Start Passage shown
Machine epsilon calculation is different using C11 and GNU11 compiler flags

Question

When using Python & Julia, I can use a neat trick to investigate machine epsilon for a particular floating point representation.

For example, in Julia 1.1.1:

julia> 7.0/3 - 4/3 - 1
2.220446049250313e-16 

julia> 7.0f0/3f0 - 4f0/3f0 - 1f0
-1.1920929f-7

I'm currently learning C and wrote this program to try and achieve the same thing:

#include <stdio.h>

int main(void)
{
  float foo;
  double bar;

  foo = 7.0f/3.0f - 4.0f/3.0f - 1.0f;
  bar = 7.0/3.0 - 4.0/3.0 - 1.0;

  printf("\nM.E. for float: %e \n\n", foo);
  printf("M.E. for double: %e \n\n", bar);

  return 0;
}

Curiously, the answer I get depends on whether I use C11 or GNU11 compiler standard. My compiler is GCC 5.3.0, running on Windows 7 and installed via MinGW.

So in short, when I compile with: gcc -std=gnu11 -pedantic begin.c I get:

M.E. for float: -1.192093e-007

M.E. for double: 2.220446e-016

as I expect, and matches Python and Julia. But when I compile with: gcc -std=c11 -pedantic begin.c I get:

M.E. for float: -1.084202e-019

M.E. for double: -1.084202e-019

which is unexpected. I thought it might by GNU specific features which is why I added the -pedantic flag. I have been searching on google and found this: https://gcc.gnu.org/onlinedocs/gcc/C-Extensions.html but I still am unable to explain the difference in behaviour.

To be explicit, my question is: Why is the result different using the different standards?

Update: The same differences apply with C99 and GNU99 standards.
End Passage shown
Start Data segment
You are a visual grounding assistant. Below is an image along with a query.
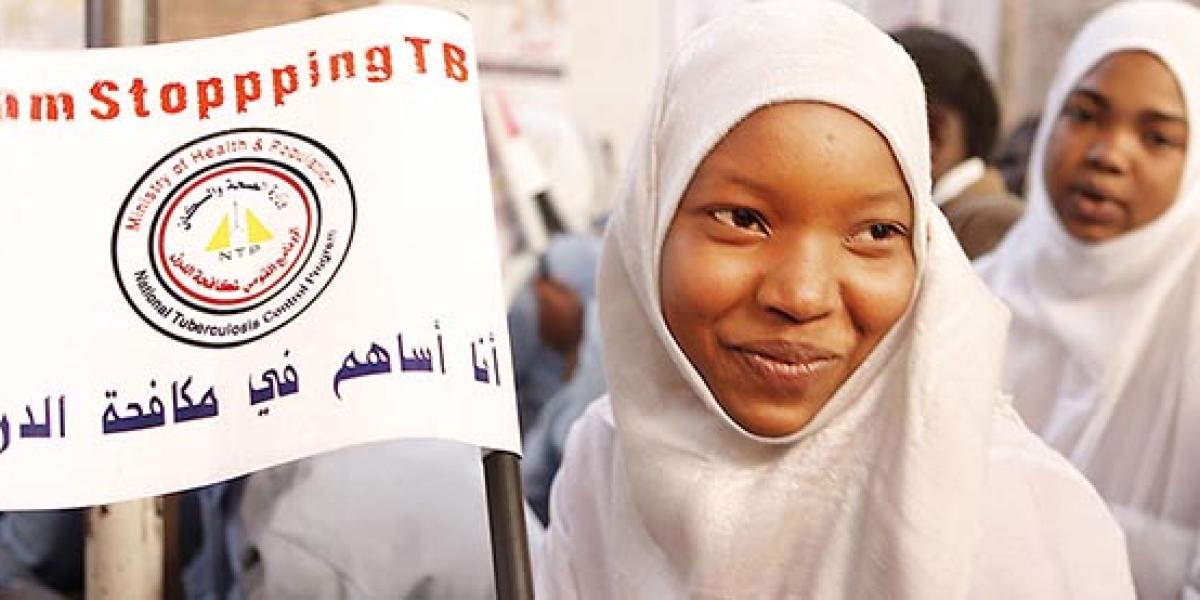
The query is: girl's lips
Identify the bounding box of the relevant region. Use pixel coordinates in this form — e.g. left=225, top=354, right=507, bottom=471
End Data segment
● Exercises
1: Which GCC version does the machine epsilon post say the compiler is?
2: Reproduce the machine epsilon post from "M.E. for float: -1.084202e-019" to "and GNU99 standards.".
The listing is separate material, unrelated to the machine epsilon post.

● Final results
1: GCC 5.3.0

2:
M.E. for float: -1.084202e-019

M.E. for double: -1.084202e-019

which is unexpected. I thought it might by GNU specific features which is why I added the -pedantic flag. I have been searching on google and found this: https://gcc.gnu.org/onlinedocs/gcc/C-Extensions.html but I still am unable to explain the difference in behaviour.

To be explicit, my question is: Why is the result different using the different standards?

Update: The same differences apply with C99 and GNU99 standards.